__ABOUT THIS TASK__. In the records below, find the line containing "y=278, one point per instance.". Restate it and all the lines after it exactly, and omit the rest.

[Referring expression data]
---*---

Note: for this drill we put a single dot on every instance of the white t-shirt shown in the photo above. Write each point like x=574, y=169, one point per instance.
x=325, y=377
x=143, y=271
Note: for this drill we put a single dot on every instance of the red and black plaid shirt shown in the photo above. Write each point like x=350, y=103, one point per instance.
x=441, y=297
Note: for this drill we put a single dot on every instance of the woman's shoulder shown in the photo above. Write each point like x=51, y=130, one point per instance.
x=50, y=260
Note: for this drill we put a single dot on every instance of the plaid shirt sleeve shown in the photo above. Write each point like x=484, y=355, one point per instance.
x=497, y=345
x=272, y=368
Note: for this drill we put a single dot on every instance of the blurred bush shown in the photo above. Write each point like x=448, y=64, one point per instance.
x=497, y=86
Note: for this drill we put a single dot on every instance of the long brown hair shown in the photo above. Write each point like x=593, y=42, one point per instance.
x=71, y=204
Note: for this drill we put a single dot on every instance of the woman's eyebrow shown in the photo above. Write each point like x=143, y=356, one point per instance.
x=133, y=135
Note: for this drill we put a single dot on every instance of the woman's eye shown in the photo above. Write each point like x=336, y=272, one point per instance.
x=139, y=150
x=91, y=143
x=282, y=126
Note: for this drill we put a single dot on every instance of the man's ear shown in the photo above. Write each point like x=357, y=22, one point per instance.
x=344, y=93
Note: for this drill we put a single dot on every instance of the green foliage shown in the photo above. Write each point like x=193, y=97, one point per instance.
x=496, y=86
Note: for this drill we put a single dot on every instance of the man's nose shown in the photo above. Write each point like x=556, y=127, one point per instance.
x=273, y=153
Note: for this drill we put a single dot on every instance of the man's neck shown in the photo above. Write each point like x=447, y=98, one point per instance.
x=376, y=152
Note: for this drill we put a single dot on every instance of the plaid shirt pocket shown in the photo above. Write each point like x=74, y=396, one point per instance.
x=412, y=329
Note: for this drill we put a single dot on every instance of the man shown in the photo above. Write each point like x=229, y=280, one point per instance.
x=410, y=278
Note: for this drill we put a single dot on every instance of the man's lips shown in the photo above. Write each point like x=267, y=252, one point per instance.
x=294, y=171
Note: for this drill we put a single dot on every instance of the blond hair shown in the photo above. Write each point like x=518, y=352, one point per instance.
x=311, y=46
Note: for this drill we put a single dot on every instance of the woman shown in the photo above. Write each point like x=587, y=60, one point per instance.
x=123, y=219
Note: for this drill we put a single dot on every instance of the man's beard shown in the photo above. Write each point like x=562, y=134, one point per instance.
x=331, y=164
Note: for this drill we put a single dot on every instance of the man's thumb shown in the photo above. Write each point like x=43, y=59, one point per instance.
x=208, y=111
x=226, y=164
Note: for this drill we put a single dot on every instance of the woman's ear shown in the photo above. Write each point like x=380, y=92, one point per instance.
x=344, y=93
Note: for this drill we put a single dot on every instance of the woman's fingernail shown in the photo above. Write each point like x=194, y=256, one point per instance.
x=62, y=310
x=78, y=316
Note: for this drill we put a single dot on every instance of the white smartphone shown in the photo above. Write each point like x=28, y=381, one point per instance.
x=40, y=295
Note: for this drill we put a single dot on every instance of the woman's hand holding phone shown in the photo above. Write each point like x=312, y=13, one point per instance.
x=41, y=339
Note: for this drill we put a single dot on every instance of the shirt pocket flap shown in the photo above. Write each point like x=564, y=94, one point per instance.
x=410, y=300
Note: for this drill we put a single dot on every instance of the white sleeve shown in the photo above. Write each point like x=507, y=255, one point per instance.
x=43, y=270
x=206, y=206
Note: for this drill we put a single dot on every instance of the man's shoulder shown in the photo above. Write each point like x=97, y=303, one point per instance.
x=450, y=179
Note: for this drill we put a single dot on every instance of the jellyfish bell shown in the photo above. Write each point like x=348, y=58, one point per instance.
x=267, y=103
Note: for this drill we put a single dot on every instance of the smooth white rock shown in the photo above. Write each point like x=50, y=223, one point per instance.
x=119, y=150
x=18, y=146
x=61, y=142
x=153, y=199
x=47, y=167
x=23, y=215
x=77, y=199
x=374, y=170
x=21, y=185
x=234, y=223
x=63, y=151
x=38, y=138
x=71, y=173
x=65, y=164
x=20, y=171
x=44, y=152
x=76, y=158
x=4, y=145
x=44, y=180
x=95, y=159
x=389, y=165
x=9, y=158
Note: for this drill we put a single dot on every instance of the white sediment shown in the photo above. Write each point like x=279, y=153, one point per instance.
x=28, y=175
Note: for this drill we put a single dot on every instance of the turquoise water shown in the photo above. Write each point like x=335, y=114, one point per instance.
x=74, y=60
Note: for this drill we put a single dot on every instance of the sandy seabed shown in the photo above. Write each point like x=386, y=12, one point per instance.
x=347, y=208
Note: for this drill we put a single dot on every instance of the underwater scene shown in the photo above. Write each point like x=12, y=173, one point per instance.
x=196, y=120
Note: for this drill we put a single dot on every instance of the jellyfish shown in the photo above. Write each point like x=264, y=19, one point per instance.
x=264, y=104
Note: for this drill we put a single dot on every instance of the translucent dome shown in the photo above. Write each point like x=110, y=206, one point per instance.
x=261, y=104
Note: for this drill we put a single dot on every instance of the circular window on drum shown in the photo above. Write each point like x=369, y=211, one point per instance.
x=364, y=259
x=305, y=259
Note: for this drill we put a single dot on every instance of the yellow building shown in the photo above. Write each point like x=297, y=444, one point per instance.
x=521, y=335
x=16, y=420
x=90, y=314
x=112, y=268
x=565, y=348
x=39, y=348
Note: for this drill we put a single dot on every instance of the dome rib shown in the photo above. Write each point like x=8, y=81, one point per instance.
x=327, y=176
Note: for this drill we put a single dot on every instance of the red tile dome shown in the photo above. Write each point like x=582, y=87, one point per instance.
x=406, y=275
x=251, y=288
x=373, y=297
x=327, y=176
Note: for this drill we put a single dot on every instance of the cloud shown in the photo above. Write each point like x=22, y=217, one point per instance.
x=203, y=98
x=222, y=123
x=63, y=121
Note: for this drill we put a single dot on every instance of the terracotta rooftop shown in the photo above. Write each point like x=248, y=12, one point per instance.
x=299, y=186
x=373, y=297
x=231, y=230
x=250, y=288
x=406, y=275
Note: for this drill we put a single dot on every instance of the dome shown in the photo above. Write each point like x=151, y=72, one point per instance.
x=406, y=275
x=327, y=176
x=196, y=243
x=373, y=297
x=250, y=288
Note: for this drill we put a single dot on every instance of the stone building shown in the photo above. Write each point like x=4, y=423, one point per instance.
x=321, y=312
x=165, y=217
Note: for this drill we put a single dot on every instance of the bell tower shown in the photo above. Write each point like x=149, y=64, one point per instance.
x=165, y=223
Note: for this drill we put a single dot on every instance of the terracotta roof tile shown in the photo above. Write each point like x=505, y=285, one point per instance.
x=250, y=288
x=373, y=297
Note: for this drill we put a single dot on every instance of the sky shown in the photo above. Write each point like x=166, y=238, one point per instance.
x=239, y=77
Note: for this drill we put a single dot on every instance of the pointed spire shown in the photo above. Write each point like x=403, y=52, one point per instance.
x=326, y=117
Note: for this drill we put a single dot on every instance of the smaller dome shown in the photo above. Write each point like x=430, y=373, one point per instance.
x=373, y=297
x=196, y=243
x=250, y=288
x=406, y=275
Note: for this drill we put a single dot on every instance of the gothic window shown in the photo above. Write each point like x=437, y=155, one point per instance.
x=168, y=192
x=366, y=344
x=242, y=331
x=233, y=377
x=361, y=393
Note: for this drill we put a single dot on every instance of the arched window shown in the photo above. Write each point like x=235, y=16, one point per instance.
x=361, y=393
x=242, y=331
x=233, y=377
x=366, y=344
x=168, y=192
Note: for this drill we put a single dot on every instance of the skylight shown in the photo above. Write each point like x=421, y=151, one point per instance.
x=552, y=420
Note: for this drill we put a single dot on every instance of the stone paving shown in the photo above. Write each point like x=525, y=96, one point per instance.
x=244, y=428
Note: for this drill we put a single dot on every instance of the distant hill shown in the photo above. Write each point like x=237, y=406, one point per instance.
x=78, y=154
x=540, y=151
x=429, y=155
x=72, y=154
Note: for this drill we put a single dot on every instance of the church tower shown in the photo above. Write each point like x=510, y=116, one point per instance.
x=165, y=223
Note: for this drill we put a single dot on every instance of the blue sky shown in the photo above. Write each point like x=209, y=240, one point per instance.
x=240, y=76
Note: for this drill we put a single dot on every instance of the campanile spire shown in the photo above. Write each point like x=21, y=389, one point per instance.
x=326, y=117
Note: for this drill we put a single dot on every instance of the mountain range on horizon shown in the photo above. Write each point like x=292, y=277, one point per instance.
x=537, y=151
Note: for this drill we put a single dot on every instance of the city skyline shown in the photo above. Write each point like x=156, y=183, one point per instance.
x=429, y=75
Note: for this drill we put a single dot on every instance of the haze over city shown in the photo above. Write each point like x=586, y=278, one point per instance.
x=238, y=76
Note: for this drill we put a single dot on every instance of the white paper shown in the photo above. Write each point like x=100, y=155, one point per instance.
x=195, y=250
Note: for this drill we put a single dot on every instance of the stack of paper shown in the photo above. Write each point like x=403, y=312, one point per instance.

---*---

__EXERCISE RESPONSE__.
Note: for this drill we put a single dot on every instance of the haze over city shown in the photo above. Write each point like x=586, y=278, one point per instance.
x=238, y=76
Note: for this drill we put a single dot on every instance of the white paper shown in the photo above. Write each point like x=100, y=155, one point per instance.
x=195, y=250
Note: for this drill we put a single dot on every instance of the stack of paper shown in the photo above. Write each point like x=403, y=312, one point per instance.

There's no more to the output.